Task description:
According to the bond market passage, when is the subscription period for the 2023-24 Series IV sovereign gold bonds?

======== Source document

RBI Governor Shaktikanta Das further said in the MPC meeting that liquidity situations in the last two months didn’t necessitate open market sale of bonds.

In the week ahead, the market expects the bond spread between the 10-year government bond and state development loans (SDL) to increase. Besides, banks are also preparing for the AT1 bond issue.

Citing robust economy, RBI raised its fiscal-year growth forecast from 6.5 per cent to 7 per cent. The central bank  indicated continuing tight monetary policy while it keeps a watch over inflation risks.

The government will issue a tranche of sovereign gold bonds (SGBs) this month, and one more in February 2024.

The date for subscription for 2023-24 Series III SGBs is December 18-22, 2023, while Series IV is scheduled for February 12-16, 2024, the Ministry of Finance said in a statement on December 8, 2023.

Further, the Centre plans to raise Rs 39,000 crore through sale of bonds, which include Rs 5,000 crore from  new 10-year sovereign green bond.

================
======== Provided material

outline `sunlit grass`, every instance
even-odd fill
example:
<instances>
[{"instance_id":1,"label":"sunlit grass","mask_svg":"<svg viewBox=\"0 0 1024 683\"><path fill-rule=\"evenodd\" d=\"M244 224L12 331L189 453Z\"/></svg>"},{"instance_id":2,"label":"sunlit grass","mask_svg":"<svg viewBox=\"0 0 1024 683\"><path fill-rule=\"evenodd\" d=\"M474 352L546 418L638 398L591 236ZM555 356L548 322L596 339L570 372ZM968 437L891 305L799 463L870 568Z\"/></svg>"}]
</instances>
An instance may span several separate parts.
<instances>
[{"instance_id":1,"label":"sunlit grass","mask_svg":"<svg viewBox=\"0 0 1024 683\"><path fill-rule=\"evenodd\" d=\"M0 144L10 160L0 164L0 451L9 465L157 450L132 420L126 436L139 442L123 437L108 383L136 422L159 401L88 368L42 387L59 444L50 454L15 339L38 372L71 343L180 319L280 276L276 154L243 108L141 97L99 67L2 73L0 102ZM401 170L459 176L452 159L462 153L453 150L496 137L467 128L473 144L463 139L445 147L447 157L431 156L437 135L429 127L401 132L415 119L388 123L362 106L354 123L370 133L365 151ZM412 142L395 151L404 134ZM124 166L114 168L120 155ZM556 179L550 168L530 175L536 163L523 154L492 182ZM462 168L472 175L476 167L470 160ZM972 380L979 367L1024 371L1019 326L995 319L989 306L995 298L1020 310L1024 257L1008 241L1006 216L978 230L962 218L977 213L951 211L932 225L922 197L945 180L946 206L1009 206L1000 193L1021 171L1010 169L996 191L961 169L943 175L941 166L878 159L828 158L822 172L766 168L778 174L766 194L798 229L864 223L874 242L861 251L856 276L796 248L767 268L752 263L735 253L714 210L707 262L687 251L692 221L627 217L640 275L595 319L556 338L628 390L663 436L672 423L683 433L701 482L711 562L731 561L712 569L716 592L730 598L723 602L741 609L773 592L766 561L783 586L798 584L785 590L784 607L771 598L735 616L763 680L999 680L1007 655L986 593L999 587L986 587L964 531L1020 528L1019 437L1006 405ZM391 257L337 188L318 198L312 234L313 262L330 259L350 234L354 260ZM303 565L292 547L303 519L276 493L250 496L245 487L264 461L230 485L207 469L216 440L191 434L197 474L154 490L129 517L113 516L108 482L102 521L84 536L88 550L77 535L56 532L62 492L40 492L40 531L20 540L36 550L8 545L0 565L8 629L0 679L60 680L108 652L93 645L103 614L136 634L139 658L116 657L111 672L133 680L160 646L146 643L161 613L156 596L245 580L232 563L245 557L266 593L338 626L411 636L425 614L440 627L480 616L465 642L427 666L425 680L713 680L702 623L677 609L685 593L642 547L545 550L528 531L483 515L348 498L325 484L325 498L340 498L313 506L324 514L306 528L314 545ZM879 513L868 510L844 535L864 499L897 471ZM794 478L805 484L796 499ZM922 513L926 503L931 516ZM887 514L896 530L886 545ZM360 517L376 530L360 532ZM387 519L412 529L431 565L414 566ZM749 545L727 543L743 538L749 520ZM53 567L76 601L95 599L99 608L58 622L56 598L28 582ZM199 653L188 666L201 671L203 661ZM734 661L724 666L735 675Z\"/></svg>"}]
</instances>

================

Answer to this task:
February 12-16, 2024